#### Text
· · · · ·

Data Analysis Steps – A Basic Guide

Your business problem or research question will be answered
using data. There are many ways of collecting data.

Many ways of collecting data

You can generate data yourself and have an eye on the data requirements from scratch, e.g. with a survey data analysis. Or you can use historical sources. Depending on the research question, you should choose the right data. For example, it makes no sense to study covid contagion in closed rooms if some data are of the alpha variety and others of the delta variety. The data analysis process is always similar, no matter if you do a customer experience study or a party data analysis. Which tools could be helpful depends on the type of data. Qualitative or quantitative research etc.

Step in the data: Here are the 8 data analysis steps!

Step 1: Preparation of the data

Data preparation is usually the most important step for the data analyst and requires the most effort. Different data sources have to be merged, the structure of the data has to be clarified and understood. It often makes sense to transfer the data to a database, so that subsequent additions to the data are also more successful. ATLAS.ti is a powerful tool to help you along the way.

Step 2: Cleaning data

Duplicate, incorrect or incomplete raw data records should be identified, corrected or removed. The errors can be caused by incorrect input or, for example, by transmission errors. Errors can also occur when several data sources have to be merged: “record matching”, also called “record linking”, is a sometimes quite complex search for units when one-to-one identifiers are missing.

Step 3: Data validation

For each single variable, it can be checked if the given range of values is kept and if the distribution of the values is plausible. For pairs or groups of variables that are dependent on each other, it can be checked whether expressions of one variable are plausible in dependence on another variable. Corresponding validation rules must be formulated. In this way, further incorrectly recorded data values can be found and corrected or removed.

· · · · ·

#### Dataset
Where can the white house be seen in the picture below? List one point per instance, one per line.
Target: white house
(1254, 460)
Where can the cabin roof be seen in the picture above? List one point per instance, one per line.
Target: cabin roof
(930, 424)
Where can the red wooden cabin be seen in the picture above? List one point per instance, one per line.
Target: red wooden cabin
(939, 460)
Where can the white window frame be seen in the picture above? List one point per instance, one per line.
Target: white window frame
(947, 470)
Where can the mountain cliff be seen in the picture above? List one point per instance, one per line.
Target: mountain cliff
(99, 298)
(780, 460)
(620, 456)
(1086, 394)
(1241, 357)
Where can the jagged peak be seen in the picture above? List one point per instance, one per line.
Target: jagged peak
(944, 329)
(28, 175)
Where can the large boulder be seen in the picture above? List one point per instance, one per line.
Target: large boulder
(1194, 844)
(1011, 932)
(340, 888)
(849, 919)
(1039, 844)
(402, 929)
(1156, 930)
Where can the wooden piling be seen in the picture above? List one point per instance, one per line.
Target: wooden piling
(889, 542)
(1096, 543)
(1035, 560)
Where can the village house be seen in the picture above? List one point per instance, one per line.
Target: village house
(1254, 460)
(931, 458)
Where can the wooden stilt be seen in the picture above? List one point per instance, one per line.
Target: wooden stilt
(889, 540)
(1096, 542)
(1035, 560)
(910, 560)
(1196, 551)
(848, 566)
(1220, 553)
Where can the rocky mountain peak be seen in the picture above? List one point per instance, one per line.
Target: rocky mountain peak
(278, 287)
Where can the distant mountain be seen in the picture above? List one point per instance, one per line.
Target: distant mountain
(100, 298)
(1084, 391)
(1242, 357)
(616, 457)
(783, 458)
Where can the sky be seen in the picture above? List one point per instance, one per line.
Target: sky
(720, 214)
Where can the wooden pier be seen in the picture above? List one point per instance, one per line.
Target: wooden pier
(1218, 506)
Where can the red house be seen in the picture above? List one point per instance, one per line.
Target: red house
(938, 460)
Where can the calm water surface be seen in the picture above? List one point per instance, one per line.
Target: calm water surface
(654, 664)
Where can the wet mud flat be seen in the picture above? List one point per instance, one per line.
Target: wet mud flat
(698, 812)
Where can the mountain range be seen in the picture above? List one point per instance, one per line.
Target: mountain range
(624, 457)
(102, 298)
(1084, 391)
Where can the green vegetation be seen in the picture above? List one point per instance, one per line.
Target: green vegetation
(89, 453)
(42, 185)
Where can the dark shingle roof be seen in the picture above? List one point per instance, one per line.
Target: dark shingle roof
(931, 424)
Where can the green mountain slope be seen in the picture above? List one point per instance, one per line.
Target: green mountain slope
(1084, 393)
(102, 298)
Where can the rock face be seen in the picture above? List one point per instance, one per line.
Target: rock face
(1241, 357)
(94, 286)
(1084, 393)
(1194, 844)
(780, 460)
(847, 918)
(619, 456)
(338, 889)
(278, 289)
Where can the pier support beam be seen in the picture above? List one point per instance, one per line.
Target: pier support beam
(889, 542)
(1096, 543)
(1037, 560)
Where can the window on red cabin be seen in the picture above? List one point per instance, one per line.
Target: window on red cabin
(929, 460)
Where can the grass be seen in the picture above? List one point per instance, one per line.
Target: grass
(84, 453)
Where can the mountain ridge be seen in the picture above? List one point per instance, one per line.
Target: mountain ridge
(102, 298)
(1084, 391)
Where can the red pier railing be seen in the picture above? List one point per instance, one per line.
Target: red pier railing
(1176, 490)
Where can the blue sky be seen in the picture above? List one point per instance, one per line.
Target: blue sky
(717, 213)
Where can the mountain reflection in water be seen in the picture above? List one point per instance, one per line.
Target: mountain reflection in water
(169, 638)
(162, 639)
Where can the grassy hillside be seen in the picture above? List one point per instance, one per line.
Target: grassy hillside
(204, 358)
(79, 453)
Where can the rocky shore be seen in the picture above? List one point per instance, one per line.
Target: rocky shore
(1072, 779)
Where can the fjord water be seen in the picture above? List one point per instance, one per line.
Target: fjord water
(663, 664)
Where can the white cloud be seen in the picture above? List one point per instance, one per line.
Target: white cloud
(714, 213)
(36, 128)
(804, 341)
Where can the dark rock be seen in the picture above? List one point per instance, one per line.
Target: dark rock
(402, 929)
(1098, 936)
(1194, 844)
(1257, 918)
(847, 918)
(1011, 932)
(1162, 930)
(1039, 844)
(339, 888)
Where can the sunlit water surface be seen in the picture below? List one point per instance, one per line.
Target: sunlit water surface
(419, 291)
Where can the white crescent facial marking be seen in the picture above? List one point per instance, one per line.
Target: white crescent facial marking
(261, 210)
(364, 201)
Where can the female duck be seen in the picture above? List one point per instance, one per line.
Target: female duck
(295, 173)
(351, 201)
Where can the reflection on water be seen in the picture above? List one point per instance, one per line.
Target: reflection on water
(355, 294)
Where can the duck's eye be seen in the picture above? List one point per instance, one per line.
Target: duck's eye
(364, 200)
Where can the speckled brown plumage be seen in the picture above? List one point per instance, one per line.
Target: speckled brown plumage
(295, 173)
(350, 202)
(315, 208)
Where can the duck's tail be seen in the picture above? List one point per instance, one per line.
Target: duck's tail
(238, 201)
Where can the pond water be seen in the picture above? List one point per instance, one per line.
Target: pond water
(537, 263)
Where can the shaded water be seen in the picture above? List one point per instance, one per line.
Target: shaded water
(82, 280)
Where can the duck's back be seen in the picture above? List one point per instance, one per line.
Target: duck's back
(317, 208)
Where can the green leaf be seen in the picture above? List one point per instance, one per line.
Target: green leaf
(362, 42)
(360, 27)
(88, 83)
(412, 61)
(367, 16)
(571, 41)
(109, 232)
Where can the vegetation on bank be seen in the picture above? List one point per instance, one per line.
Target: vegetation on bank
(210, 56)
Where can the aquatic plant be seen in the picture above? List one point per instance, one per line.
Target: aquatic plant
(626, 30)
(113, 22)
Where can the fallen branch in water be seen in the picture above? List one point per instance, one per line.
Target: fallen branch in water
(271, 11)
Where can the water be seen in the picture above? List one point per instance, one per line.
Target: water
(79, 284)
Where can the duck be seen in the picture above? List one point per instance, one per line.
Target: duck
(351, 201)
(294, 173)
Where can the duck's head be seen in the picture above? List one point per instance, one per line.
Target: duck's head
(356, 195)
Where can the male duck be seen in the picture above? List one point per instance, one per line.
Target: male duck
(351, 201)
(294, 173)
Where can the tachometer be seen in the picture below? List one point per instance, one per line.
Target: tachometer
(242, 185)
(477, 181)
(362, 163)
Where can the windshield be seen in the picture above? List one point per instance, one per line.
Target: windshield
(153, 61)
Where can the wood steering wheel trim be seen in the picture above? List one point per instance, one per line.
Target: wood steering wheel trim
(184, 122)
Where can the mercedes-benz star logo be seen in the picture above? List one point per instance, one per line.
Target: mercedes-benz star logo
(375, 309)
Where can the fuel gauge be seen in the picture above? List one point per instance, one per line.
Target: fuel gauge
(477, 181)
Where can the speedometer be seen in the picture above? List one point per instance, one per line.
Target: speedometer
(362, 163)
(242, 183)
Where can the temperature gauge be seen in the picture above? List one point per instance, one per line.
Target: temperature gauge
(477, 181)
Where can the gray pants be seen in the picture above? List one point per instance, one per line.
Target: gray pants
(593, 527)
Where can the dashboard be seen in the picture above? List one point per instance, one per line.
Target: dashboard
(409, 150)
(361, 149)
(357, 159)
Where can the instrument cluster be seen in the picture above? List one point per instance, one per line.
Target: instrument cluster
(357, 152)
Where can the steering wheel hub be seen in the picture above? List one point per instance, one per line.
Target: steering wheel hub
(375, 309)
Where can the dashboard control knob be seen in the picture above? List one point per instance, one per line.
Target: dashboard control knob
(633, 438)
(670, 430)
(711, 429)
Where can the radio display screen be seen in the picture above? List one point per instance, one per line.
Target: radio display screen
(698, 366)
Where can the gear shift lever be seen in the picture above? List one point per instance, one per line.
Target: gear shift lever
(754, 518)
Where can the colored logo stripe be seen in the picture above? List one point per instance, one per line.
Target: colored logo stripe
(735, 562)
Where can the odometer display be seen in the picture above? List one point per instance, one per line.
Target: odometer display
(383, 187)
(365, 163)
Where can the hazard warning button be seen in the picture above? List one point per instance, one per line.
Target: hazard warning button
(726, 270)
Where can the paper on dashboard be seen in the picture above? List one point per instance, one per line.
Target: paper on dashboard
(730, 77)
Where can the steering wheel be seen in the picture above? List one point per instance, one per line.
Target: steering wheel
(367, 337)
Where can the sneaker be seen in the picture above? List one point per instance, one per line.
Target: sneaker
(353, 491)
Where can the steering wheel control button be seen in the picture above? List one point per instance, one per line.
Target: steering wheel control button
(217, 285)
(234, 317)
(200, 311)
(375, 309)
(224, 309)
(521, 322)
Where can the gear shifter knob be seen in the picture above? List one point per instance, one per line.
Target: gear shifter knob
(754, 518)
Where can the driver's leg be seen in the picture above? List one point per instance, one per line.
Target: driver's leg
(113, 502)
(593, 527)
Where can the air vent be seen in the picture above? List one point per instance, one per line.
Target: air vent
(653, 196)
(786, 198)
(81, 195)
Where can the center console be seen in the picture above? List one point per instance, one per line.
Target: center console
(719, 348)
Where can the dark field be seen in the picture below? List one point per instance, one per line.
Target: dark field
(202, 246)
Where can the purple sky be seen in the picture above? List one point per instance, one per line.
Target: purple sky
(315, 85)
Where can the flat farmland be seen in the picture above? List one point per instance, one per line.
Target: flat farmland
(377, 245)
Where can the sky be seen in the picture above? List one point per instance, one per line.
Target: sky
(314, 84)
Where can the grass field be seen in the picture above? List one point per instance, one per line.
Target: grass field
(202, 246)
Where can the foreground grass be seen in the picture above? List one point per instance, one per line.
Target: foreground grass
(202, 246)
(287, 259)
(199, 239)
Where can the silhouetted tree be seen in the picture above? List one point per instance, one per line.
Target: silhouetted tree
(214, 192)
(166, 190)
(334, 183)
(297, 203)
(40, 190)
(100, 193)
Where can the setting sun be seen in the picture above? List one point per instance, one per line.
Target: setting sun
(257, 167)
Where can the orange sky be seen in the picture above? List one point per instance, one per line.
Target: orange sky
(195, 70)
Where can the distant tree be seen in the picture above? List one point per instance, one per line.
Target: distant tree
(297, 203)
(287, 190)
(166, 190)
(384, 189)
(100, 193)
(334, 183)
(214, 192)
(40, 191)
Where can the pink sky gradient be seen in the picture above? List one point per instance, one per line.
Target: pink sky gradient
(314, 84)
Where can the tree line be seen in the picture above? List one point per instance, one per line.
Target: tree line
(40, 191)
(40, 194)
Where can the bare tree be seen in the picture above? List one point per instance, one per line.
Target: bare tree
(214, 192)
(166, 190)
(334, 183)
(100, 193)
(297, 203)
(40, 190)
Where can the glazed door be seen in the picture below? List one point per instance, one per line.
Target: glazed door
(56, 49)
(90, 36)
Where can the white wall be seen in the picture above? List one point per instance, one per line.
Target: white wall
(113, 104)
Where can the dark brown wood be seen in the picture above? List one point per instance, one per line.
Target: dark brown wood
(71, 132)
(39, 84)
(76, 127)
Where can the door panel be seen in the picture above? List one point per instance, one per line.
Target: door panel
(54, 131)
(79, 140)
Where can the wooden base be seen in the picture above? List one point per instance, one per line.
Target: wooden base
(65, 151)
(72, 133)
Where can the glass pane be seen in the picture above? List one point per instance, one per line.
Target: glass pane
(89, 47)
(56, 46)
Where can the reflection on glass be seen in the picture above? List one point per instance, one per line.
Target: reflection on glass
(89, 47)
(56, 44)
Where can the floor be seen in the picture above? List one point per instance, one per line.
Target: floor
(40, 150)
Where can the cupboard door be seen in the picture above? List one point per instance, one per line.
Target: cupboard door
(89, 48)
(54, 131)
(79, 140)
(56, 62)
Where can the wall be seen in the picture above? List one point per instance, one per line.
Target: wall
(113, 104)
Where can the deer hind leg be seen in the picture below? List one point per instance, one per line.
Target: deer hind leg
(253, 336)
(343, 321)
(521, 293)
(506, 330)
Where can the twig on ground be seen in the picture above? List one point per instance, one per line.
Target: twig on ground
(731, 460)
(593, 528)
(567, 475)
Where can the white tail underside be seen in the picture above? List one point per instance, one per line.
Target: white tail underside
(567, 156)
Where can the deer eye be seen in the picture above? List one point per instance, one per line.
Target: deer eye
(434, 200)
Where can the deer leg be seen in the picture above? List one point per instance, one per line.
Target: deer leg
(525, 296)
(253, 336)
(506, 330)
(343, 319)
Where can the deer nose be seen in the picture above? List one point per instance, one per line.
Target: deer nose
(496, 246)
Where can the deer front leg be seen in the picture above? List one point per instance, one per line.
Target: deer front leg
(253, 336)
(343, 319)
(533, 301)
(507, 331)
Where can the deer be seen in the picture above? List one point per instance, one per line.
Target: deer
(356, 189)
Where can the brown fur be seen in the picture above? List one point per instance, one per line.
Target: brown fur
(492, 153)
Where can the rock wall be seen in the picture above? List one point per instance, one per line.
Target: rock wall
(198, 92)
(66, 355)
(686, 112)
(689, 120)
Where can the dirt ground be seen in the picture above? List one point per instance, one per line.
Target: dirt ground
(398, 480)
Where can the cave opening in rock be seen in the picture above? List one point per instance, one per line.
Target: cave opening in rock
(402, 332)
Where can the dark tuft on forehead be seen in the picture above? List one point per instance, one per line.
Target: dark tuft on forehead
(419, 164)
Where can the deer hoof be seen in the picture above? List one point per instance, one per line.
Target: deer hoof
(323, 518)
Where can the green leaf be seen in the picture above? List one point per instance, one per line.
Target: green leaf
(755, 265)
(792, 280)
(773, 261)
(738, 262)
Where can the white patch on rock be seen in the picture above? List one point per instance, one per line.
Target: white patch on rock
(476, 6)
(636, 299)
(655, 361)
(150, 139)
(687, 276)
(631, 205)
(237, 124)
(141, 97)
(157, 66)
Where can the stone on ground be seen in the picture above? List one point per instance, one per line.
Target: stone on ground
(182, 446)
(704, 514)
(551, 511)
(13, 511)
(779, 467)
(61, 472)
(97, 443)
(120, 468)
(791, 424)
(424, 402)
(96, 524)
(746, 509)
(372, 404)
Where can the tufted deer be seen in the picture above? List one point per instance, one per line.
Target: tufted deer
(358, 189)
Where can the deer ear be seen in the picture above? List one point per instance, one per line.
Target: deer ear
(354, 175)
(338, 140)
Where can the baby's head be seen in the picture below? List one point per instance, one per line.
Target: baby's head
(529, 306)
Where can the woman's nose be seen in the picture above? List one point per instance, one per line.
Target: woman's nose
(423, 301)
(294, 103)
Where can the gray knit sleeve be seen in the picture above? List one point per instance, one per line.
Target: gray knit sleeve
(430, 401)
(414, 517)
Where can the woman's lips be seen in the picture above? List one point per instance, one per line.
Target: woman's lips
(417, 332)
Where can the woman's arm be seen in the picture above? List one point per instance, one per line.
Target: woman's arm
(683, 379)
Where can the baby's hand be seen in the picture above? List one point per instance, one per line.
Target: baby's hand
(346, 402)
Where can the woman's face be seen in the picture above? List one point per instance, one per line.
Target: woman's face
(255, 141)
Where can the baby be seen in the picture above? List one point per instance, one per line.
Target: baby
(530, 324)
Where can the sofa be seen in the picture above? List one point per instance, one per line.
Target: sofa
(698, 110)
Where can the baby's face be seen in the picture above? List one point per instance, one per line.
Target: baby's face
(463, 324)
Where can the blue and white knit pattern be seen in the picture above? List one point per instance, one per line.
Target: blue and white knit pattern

· · · · ·

#### Work task 1
According to the data analysis guide, what is "record matching" also called?
#### Work task 2
Set down word for word the part of the data analysis guide that opens with the words containing "Step 1: Preparation" and closes with "along the way.".

#### Exercise result 1
Record linking.

#### Exercise result 2
Step 1: Preparation of the data

Data preparation is usually the most important step for the data analyst and requires the most effort. Different data sources have to be merged, the structure of the data has to be clarified and understood. It often makes sense to transfer the data to a database, so that subsequent additions to the data are also more successful. ATLAS.ti is a powerful tool to help you along the way.